Free-text object descriptions:
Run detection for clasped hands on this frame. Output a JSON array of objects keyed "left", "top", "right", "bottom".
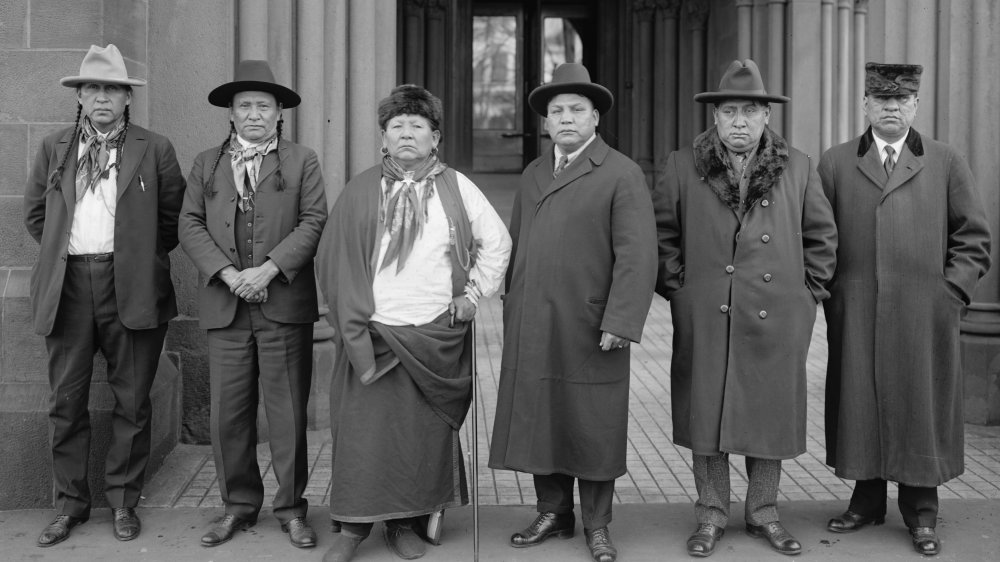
[{"left": 219, "top": 261, "right": 280, "bottom": 304}]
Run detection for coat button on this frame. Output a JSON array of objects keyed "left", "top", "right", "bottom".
[
  {"left": 735, "top": 232, "right": 742, "bottom": 241},
  {"left": 720, "top": 305, "right": 730, "bottom": 313},
  {"left": 761, "top": 199, "right": 770, "bottom": 207},
  {"left": 725, "top": 265, "right": 735, "bottom": 274},
  {"left": 759, "top": 310, "right": 768, "bottom": 319},
  {"left": 230, "top": 196, "right": 236, "bottom": 202},
  {"left": 230, "top": 248, "right": 236, "bottom": 253},
  {"left": 761, "top": 234, "right": 770, "bottom": 243},
  {"left": 763, "top": 273, "right": 773, "bottom": 282}
]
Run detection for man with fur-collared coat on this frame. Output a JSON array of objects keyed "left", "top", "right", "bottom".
[{"left": 653, "top": 60, "right": 837, "bottom": 557}]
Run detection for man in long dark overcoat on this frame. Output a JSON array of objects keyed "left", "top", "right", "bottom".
[
  {"left": 489, "top": 63, "right": 657, "bottom": 562},
  {"left": 819, "top": 62, "right": 991, "bottom": 557},
  {"left": 652, "top": 60, "right": 837, "bottom": 558}
]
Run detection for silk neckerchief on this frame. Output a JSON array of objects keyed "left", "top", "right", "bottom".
[
  {"left": 378, "top": 154, "right": 448, "bottom": 272},
  {"left": 75, "top": 117, "right": 126, "bottom": 202},
  {"left": 228, "top": 132, "right": 279, "bottom": 211}
]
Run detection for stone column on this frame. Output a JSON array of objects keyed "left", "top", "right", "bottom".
[
  {"left": 785, "top": 0, "right": 822, "bottom": 159},
  {"left": 686, "top": 0, "right": 709, "bottom": 134},
  {"left": 239, "top": 0, "right": 268, "bottom": 59},
  {"left": 404, "top": 0, "right": 427, "bottom": 86},
  {"left": 425, "top": 0, "right": 447, "bottom": 100},
  {"left": 654, "top": 0, "right": 682, "bottom": 173},
  {"left": 766, "top": 0, "right": 786, "bottom": 136},
  {"left": 820, "top": 0, "right": 834, "bottom": 152},
  {"left": 836, "top": 0, "right": 851, "bottom": 142},
  {"left": 735, "top": 0, "right": 754, "bottom": 60},
  {"left": 853, "top": 0, "right": 868, "bottom": 134},
  {"left": 633, "top": 0, "right": 656, "bottom": 177},
  {"left": 324, "top": 0, "right": 349, "bottom": 202}
]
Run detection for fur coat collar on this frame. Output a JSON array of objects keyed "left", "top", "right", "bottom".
[{"left": 693, "top": 126, "right": 789, "bottom": 213}]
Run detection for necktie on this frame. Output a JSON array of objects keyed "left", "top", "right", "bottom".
[
  {"left": 553, "top": 155, "right": 569, "bottom": 178},
  {"left": 883, "top": 145, "right": 895, "bottom": 178}
]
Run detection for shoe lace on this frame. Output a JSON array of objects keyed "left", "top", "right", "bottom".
[
  {"left": 696, "top": 523, "right": 716, "bottom": 535},
  {"left": 590, "top": 527, "right": 611, "bottom": 545},
  {"left": 528, "top": 513, "right": 552, "bottom": 533}
]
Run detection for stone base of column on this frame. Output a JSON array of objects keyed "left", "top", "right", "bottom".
[{"left": 960, "top": 302, "right": 1000, "bottom": 426}]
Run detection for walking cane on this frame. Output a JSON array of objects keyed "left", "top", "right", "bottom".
[{"left": 470, "top": 318, "right": 480, "bottom": 561}]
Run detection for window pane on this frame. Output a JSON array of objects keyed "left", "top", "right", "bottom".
[
  {"left": 543, "top": 18, "right": 583, "bottom": 82},
  {"left": 473, "top": 16, "right": 518, "bottom": 130}
]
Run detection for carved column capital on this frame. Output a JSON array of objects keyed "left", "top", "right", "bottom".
[
  {"left": 685, "top": 0, "right": 710, "bottom": 30},
  {"left": 404, "top": 0, "right": 426, "bottom": 15},
  {"left": 657, "top": 0, "right": 683, "bottom": 18},
  {"left": 634, "top": 0, "right": 657, "bottom": 19},
  {"left": 854, "top": 0, "right": 869, "bottom": 14},
  {"left": 733, "top": 0, "right": 755, "bottom": 8},
  {"left": 426, "top": 0, "right": 446, "bottom": 19}
]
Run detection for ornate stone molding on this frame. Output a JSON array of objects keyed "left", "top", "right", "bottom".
[
  {"left": 685, "top": 0, "right": 710, "bottom": 30},
  {"left": 634, "top": 0, "right": 657, "bottom": 20},
  {"left": 656, "top": 0, "right": 683, "bottom": 18},
  {"left": 854, "top": 0, "right": 869, "bottom": 14},
  {"left": 426, "top": 0, "right": 446, "bottom": 19}
]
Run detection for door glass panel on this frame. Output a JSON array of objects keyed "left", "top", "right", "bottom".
[
  {"left": 472, "top": 15, "right": 522, "bottom": 172},
  {"left": 539, "top": 17, "right": 584, "bottom": 157}
]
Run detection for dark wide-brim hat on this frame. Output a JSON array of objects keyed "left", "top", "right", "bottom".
[
  {"left": 694, "top": 59, "right": 789, "bottom": 104},
  {"left": 208, "top": 59, "right": 301, "bottom": 108},
  {"left": 865, "top": 62, "right": 922, "bottom": 96},
  {"left": 528, "top": 63, "right": 614, "bottom": 116}
]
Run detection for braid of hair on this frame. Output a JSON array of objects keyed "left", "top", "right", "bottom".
[
  {"left": 114, "top": 105, "right": 131, "bottom": 177},
  {"left": 46, "top": 104, "right": 83, "bottom": 194},
  {"left": 205, "top": 122, "right": 235, "bottom": 199},
  {"left": 274, "top": 119, "right": 285, "bottom": 191}
]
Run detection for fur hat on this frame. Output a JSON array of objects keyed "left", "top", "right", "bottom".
[
  {"left": 378, "top": 84, "right": 443, "bottom": 131},
  {"left": 865, "top": 62, "right": 922, "bottom": 96}
]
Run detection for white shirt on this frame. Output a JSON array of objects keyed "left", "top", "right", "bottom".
[
  {"left": 553, "top": 133, "right": 598, "bottom": 169},
  {"left": 372, "top": 170, "right": 512, "bottom": 326},
  {"left": 68, "top": 140, "right": 117, "bottom": 255},
  {"left": 872, "top": 130, "right": 907, "bottom": 167}
]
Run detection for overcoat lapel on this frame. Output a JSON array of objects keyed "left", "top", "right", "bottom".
[
  {"left": 882, "top": 144, "right": 923, "bottom": 200},
  {"left": 58, "top": 129, "right": 78, "bottom": 215},
  {"left": 537, "top": 137, "right": 608, "bottom": 203},
  {"left": 116, "top": 127, "right": 148, "bottom": 201},
  {"left": 856, "top": 145, "right": 886, "bottom": 190}
]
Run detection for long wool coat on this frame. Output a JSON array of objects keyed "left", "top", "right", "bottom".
[
  {"left": 819, "top": 128, "right": 991, "bottom": 486},
  {"left": 24, "top": 124, "right": 186, "bottom": 336},
  {"left": 653, "top": 127, "right": 837, "bottom": 459},
  {"left": 489, "top": 136, "right": 657, "bottom": 480}
]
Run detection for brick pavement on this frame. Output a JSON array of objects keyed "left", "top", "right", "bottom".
[{"left": 144, "top": 294, "right": 1000, "bottom": 511}]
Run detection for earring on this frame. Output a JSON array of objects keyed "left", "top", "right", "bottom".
[
  {"left": 381, "top": 146, "right": 389, "bottom": 155},
  {"left": 431, "top": 147, "right": 438, "bottom": 155}
]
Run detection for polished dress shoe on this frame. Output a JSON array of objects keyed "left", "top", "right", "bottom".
[
  {"left": 510, "top": 512, "right": 575, "bottom": 547},
  {"left": 282, "top": 516, "right": 317, "bottom": 549},
  {"left": 747, "top": 521, "right": 802, "bottom": 556},
  {"left": 909, "top": 526, "right": 941, "bottom": 556},
  {"left": 323, "top": 530, "right": 365, "bottom": 562},
  {"left": 37, "top": 514, "right": 88, "bottom": 547},
  {"left": 585, "top": 526, "right": 618, "bottom": 562},
  {"left": 687, "top": 523, "right": 725, "bottom": 557},
  {"left": 827, "top": 510, "right": 885, "bottom": 533},
  {"left": 383, "top": 521, "right": 426, "bottom": 559},
  {"left": 200, "top": 514, "right": 256, "bottom": 547},
  {"left": 112, "top": 507, "right": 141, "bottom": 541}
]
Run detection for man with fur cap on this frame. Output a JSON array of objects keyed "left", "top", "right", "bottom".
[
  {"left": 24, "top": 44, "right": 185, "bottom": 547},
  {"left": 490, "top": 63, "right": 657, "bottom": 562},
  {"left": 819, "top": 63, "right": 990, "bottom": 556},
  {"left": 180, "top": 60, "right": 327, "bottom": 549},
  {"left": 652, "top": 59, "right": 837, "bottom": 557}
]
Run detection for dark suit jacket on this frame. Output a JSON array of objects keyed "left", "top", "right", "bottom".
[
  {"left": 179, "top": 139, "right": 328, "bottom": 329},
  {"left": 23, "top": 124, "right": 186, "bottom": 336}
]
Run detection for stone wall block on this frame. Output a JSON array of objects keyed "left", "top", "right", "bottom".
[
  {"left": 0, "top": 51, "right": 90, "bottom": 123},
  {"left": 30, "top": 0, "right": 103, "bottom": 48},
  {"left": 166, "top": 316, "right": 210, "bottom": 444},
  {"left": 0, "top": 124, "right": 27, "bottom": 196},
  {"left": 0, "top": 0, "right": 28, "bottom": 48},
  {"left": 0, "top": 196, "right": 37, "bottom": 267},
  {"left": 103, "top": 0, "right": 148, "bottom": 62},
  {"left": 0, "top": 268, "right": 46, "bottom": 382}
]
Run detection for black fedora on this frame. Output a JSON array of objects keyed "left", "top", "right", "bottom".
[
  {"left": 694, "top": 59, "right": 789, "bottom": 104},
  {"left": 208, "top": 60, "right": 301, "bottom": 108},
  {"left": 528, "top": 63, "right": 614, "bottom": 116}
]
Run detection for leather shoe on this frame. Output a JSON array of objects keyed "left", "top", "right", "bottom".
[
  {"left": 687, "top": 523, "right": 725, "bottom": 557},
  {"left": 383, "top": 521, "right": 426, "bottom": 559},
  {"left": 747, "top": 521, "right": 802, "bottom": 556},
  {"left": 282, "top": 516, "right": 317, "bottom": 549},
  {"left": 323, "top": 530, "right": 365, "bottom": 562},
  {"left": 910, "top": 526, "right": 941, "bottom": 556},
  {"left": 200, "top": 514, "right": 256, "bottom": 547},
  {"left": 585, "top": 526, "right": 618, "bottom": 562},
  {"left": 37, "top": 514, "right": 88, "bottom": 547},
  {"left": 510, "top": 512, "right": 575, "bottom": 547},
  {"left": 827, "top": 510, "right": 885, "bottom": 533},
  {"left": 112, "top": 507, "right": 141, "bottom": 541}
]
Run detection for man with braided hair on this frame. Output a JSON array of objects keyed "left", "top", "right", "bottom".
[
  {"left": 24, "top": 44, "right": 185, "bottom": 547},
  {"left": 180, "top": 59, "right": 327, "bottom": 549}
]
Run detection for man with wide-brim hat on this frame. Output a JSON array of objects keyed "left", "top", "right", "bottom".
[
  {"left": 819, "top": 62, "right": 990, "bottom": 557},
  {"left": 179, "top": 59, "right": 327, "bottom": 550},
  {"left": 490, "top": 62, "right": 657, "bottom": 562},
  {"left": 652, "top": 59, "right": 837, "bottom": 557},
  {"left": 24, "top": 43, "right": 186, "bottom": 547}
]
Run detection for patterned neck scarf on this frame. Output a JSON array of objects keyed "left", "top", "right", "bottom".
[
  {"left": 378, "top": 153, "right": 448, "bottom": 272},
  {"left": 229, "top": 132, "right": 279, "bottom": 210},
  {"left": 75, "top": 117, "right": 126, "bottom": 202}
]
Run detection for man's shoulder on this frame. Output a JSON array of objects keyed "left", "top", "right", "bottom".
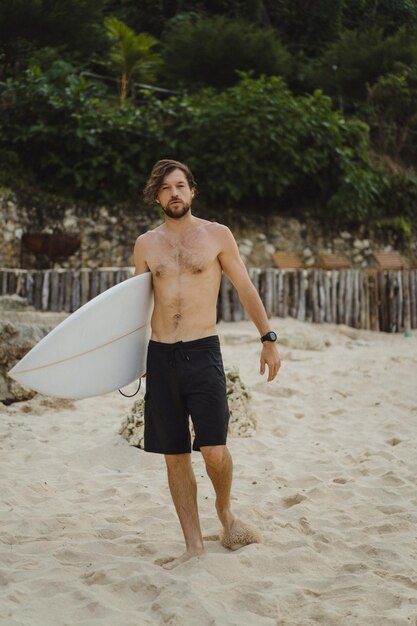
[
  {"left": 201, "top": 220, "right": 232, "bottom": 236},
  {"left": 135, "top": 225, "right": 164, "bottom": 245}
]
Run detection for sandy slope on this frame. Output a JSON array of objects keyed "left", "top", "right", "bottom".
[{"left": 1, "top": 317, "right": 417, "bottom": 626}]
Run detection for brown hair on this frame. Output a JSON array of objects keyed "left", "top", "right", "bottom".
[{"left": 143, "top": 159, "right": 197, "bottom": 204}]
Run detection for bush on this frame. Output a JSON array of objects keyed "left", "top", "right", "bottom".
[
  {"left": 307, "top": 27, "right": 417, "bottom": 107},
  {"left": 160, "top": 14, "right": 292, "bottom": 89},
  {"left": 0, "top": 67, "right": 392, "bottom": 223},
  {"left": 0, "top": 60, "right": 167, "bottom": 205}
]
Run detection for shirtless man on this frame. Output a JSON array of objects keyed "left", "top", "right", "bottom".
[{"left": 133, "top": 159, "right": 281, "bottom": 569}]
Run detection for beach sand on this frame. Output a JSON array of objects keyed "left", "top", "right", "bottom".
[{"left": 1, "top": 317, "right": 417, "bottom": 626}]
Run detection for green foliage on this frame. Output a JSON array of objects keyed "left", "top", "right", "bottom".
[
  {"left": 0, "top": 0, "right": 108, "bottom": 78},
  {"left": 0, "top": 60, "right": 410, "bottom": 226},
  {"left": 264, "top": 0, "right": 344, "bottom": 55},
  {"left": 307, "top": 27, "right": 417, "bottom": 107},
  {"left": 367, "top": 70, "right": 417, "bottom": 160},
  {"left": 104, "top": 17, "right": 162, "bottom": 104},
  {"left": 169, "top": 75, "right": 387, "bottom": 224},
  {"left": 0, "top": 60, "right": 164, "bottom": 204},
  {"left": 342, "top": 0, "right": 417, "bottom": 35},
  {"left": 160, "top": 14, "right": 292, "bottom": 89}
]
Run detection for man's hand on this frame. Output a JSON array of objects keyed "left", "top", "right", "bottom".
[{"left": 260, "top": 343, "right": 281, "bottom": 382}]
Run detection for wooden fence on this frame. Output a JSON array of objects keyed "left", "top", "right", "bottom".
[{"left": 1, "top": 267, "right": 416, "bottom": 333}]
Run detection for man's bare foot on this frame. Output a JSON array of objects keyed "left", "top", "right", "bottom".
[
  {"left": 155, "top": 548, "right": 205, "bottom": 570},
  {"left": 219, "top": 519, "right": 263, "bottom": 551}
]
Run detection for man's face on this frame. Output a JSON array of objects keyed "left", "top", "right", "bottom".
[{"left": 157, "top": 168, "right": 194, "bottom": 219}]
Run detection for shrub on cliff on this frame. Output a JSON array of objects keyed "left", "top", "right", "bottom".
[{"left": 0, "top": 64, "right": 389, "bottom": 222}]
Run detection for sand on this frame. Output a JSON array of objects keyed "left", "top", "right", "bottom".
[{"left": 1, "top": 317, "right": 417, "bottom": 626}]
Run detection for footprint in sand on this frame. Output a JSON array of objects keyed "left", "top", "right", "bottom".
[{"left": 282, "top": 493, "right": 306, "bottom": 508}]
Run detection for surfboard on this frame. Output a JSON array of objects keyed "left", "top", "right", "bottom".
[{"left": 8, "top": 272, "right": 153, "bottom": 400}]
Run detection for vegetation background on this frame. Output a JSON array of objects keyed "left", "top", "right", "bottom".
[{"left": 1, "top": 0, "right": 417, "bottom": 239}]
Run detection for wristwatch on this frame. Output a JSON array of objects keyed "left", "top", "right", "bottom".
[{"left": 260, "top": 331, "right": 278, "bottom": 343}]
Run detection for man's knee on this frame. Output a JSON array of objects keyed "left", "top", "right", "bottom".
[
  {"left": 164, "top": 452, "right": 191, "bottom": 471},
  {"left": 200, "top": 445, "right": 227, "bottom": 469}
]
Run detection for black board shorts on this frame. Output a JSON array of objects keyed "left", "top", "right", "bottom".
[{"left": 144, "top": 335, "right": 230, "bottom": 454}]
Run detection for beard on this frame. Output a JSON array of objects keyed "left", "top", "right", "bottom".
[{"left": 161, "top": 200, "right": 191, "bottom": 220}]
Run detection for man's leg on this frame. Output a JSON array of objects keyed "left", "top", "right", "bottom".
[
  {"left": 200, "top": 445, "right": 235, "bottom": 529},
  {"left": 159, "top": 452, "right": 205, "bottom": 570},
  {"left": 201, "top": 444, "right": 263, "bottom": 550}
]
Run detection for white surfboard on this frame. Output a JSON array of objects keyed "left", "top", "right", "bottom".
[{"left": 8, "top": 272, "right": 153, "bottom": 399}]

Assigned task » Output exactly the lines from the one containing "Run detection for man's leg" through the last line of the entries, both ends included.

Exercise answer »
Run detection for man's leg on this frame. Output a JSON array of objects keyed "left", "top", "right", "bottom".
[
  {"left": 200, "top": 445, "right": 235, "bottom": 529},
  {"left": 159, "top": 452, "right": 205, "bottom": 570},
  {"left": 201, "top": 444, "right": 263, "bottom": 550}
]
Run detection for white surfboard on this frame. Output a JSON array of objects keyed "left", "top", "right", "bottom".
[{"left": 8, "top": 272, "right": 153, "bottom": 399}]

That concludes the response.